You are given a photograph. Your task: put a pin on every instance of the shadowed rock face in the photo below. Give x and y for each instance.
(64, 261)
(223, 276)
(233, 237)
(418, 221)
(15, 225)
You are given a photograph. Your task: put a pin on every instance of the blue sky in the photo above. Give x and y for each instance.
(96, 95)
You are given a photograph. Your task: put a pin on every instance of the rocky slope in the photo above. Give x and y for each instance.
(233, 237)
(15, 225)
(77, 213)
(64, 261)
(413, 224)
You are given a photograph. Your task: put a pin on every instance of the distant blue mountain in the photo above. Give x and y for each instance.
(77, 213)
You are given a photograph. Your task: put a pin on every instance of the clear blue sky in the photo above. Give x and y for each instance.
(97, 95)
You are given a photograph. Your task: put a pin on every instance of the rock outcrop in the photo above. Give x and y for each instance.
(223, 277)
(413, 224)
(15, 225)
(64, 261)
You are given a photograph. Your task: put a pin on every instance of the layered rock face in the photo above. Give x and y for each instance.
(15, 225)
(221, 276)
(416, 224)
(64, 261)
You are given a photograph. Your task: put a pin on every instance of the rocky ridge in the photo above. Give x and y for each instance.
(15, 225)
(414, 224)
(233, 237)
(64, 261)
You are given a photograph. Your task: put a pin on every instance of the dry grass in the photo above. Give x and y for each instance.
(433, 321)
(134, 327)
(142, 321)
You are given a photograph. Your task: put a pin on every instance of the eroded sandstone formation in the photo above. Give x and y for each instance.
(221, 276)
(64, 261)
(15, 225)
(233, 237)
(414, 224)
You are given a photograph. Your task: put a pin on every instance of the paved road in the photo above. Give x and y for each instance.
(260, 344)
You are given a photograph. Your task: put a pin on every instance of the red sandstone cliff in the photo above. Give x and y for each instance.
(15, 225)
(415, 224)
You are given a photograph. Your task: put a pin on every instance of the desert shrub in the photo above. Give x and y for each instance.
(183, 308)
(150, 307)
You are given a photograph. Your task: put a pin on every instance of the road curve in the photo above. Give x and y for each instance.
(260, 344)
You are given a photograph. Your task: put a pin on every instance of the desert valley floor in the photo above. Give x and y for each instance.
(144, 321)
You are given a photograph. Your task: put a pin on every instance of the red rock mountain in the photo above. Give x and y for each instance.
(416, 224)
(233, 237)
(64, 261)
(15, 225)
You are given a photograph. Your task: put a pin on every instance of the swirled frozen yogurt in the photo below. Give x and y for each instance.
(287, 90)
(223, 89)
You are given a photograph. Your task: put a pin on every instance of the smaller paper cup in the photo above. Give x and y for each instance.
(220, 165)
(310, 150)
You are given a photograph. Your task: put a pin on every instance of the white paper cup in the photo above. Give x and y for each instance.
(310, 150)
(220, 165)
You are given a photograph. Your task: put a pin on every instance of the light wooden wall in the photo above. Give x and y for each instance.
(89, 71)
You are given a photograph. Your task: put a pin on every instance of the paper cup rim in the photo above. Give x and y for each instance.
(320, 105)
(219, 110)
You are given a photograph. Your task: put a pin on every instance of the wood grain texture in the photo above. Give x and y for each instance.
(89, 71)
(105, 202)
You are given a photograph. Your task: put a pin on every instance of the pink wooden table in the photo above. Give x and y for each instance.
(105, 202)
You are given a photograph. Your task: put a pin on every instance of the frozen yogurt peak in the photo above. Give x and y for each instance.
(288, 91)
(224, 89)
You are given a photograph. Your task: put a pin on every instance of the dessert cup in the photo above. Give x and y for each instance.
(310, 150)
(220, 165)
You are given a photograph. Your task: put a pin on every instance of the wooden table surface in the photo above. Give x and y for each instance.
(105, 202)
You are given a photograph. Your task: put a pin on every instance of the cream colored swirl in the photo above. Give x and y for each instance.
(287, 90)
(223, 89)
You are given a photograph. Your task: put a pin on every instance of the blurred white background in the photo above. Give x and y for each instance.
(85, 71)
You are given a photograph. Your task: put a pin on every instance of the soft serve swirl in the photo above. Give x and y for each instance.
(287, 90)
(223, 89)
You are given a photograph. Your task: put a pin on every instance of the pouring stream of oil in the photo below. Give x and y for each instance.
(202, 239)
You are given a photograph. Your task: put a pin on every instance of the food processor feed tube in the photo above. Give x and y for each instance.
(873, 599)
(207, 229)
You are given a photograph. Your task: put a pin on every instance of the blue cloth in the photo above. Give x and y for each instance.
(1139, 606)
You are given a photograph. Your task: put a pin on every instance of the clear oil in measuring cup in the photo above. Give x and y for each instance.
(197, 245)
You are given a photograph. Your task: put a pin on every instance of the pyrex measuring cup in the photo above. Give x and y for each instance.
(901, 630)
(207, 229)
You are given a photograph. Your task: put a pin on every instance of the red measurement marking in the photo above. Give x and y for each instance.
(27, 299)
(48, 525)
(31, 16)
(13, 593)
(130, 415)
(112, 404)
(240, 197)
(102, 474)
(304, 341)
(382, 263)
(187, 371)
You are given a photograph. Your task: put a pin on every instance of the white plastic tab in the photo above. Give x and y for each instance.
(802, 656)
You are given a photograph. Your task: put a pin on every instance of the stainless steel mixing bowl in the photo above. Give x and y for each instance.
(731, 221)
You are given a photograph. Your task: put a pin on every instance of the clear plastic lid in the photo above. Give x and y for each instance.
..............................
Written instruction: Reproduce all of the data above word for word, keeping every line in its original order.

Written answer:
You are given a photograph. Your task: put a pin on every instance of the shadowed rock face in the photo below. Give x and y for each instance.
(64, 261)
(223, 276)
(233, 237)
(418, 221)
(15, 225)
You are given a photograph. Your task: put a pin on every instance of the blue sky in the photo above. Give x and y for each instance.
(96, 95)
You are given a photograph. Your task: put a pin on every instance of the rocky slope in the photo above. Give x and y for each instance.
(233, 237)
(15, 225)
(77, 213)
(64, 261)
(413, 224)
You are given a photograph. Your task: put a pin on every instance of the distant blue mountain in the photo above. Give x and y for each instance.
(77, 213)
You are given a photograph. Your task: put a pin on every instance of the clear blue sky in the photo above. Give x and y for each instance.
(97, 95)
You are given a photograph. Your task: put a pin on every instance of the rock outcrop in the photo above. Give x and y for each instance.
(223, 277)
(413, 224)
(15, 225)
(64, 261)
You are given a photograph. Your task: put a pin on every instance of the layered rock face in the photo above. Give x and y for each instance.
(15, 225)
(221, 276)
(416, 224)
(64, 261)
You are given a photograph. Your task: put a pin on every instance of the rocky ridge in the photo above. Give x and y for each instance.
(15, 225)
(414, 224)
(233, 237)
(64, 261)
You are given a photograph. Your task: put a pin on every instance of the dry grass in the photo above. Give x and y for each instance.
(433, 321)
(134, 327)
(142, 321)
You are given a photograph. Your task: put a pin on every instance of the eroded sandstone formation in the photo above. Give x and y for each instance.
(221, 276)
(64, 261)
(15, 225)
(233, 237)
(414, 224)
You are given a photograph. Your task: put a pin on every instance of the paved road in the photo above. Give x and y for each instance.
(260, 344)
You are given a photograph. Your task: put a pin on every instance of the red sandstone cliff in the photo above. Give x and y for each instance.
(15, 225)
(415, 224)
You are given a photograph. Your task: put a pin on every instance of the desert shrub in the photo above. Give x and y for each instance.
(183, 308)
(150, 307)
You are given a photograph. Your task: put a pin on every instance of the road curve in the photo above. Give x and y for each instance.
(260, 344)
You are given a photograph. Your task: put a pin on every instance of the desert valley floor in the photo above. Give x and y for each instance.
(144, 321)
You are given a photograph. Your task: put a pin on every instance of the red rock mountain in the photo above. Give x and y for each instance.
(416, 224)
(233, 237)
(64, 261)
(15, 225)
You are given a photograph. Your task: put a pin on every instance of the swirled frozen yogurt in the photo below. Give x and y for each instance.
(287, 90)
(223, 89)
You are given a photograph. Your task: put a pin on every instance of the smaller paper cup in the photo above. Give x and y for each instance.
(220, 165)
(310, 150)
You are given a photograph. Your task: put a pin on every instance of the white paper cup in the photo above. Give x and y for each instance.
(310, 150)
(220, 165)
You are given a photograph. Your task: put a pin on every instance of the light wooden wall in the photo above. Give x and y for each instance.
(89, 71)
You are given a photograph. Your task: put a pin on every instance of the paper cup rim in the photo above. Give x and y for each instance.
(320, 105)
(219, 110)
You are given a photograph. Your task: put a pin on every instance of the wood grain texture in the photo above. Give x and y for each instance.
(89, 71)
(105, 202)
You are given a photograph. Your task: put a pin on every instance of the pink wooden table in the photo above. Give x and y for each instance.
(105, 202)
You are given a photograph. Your task: put a pin on every instance of the frozen yogurt peak in the photo above. Give x and y for each instance.
(288, 91)
(224, 89)
You are given a photograph. Your task: put a pin on every instance of the dessert cup in the photo above. Give x and y for each instance.
(310, 150)
(220, 165)
You are given a photograph. Your task: put a pin on every instance of the wooden table surface in the photo above. Give x and y for each instance.
(105, 202)
You are given a photograph. Your task: put a pin on every instance of the cream colored swirl in the photo above. Give x and y for each instance.
(287, 90)
(223, 89)
You are given a photograph. Your task: put a pin on every instance of the blurred white background in the photo above. Give x and y for each instance.
(85, 71)
You are given a photograph. Your task: put a pin on every instance of the soft serve swirl in the photo above. Give x and y for each instance.
(287, 90)
(223, 89)
You are given a photograph. Your task: put a pin on every instance of the pouring stream of oil in the photo below. Give x and y for each instance.
(202, 239)
You are given a photograph. Your task: put a pin on every instance of the food processor feed tube in the photo above. Give x and y for each instance.
(873, 599)
(207, 229)
You are given a photograph. Your task: put a pin on every instance of the blue cloth in the photo above. Give x and y for each instance.
(1139, 606)
You are given a photograph. Your task: put a pin on every instance of the clear oil in measuring cup in the photo above. Give x and y for each instance.
(197, 245)
You are given a photograph. Your task: put a pin on every instance of the pyrex measuring cup in the photo above. Give x and y for each instance.
(901, 630)
(207, 229)
You are given a photograph. Your task: put a pin on every instance of the red measurement marking in the photo above. Give x and y for each instance.
(27, 299)
(48, 525)
(31, 16)
(13, 593)
(130, 415)
(112, 404)
(240, 197)
(102, 474)
(304, 341)
(382, 263)
(187, 371)
You are given a photograph. Your task: put a pin on every instance of the white plastic tab in the photo above. Give x and y for each instance.
(802, 656)
You are given a photograph. Your task: put a pin on every instance of the stainless steel mixing bowl in the photo above. Give x and y for each instance.
(731, 221)
You are given a photograph. Your task: put a pin on every instance of the clear plastic lid in the photo above. Give x and y for each instance.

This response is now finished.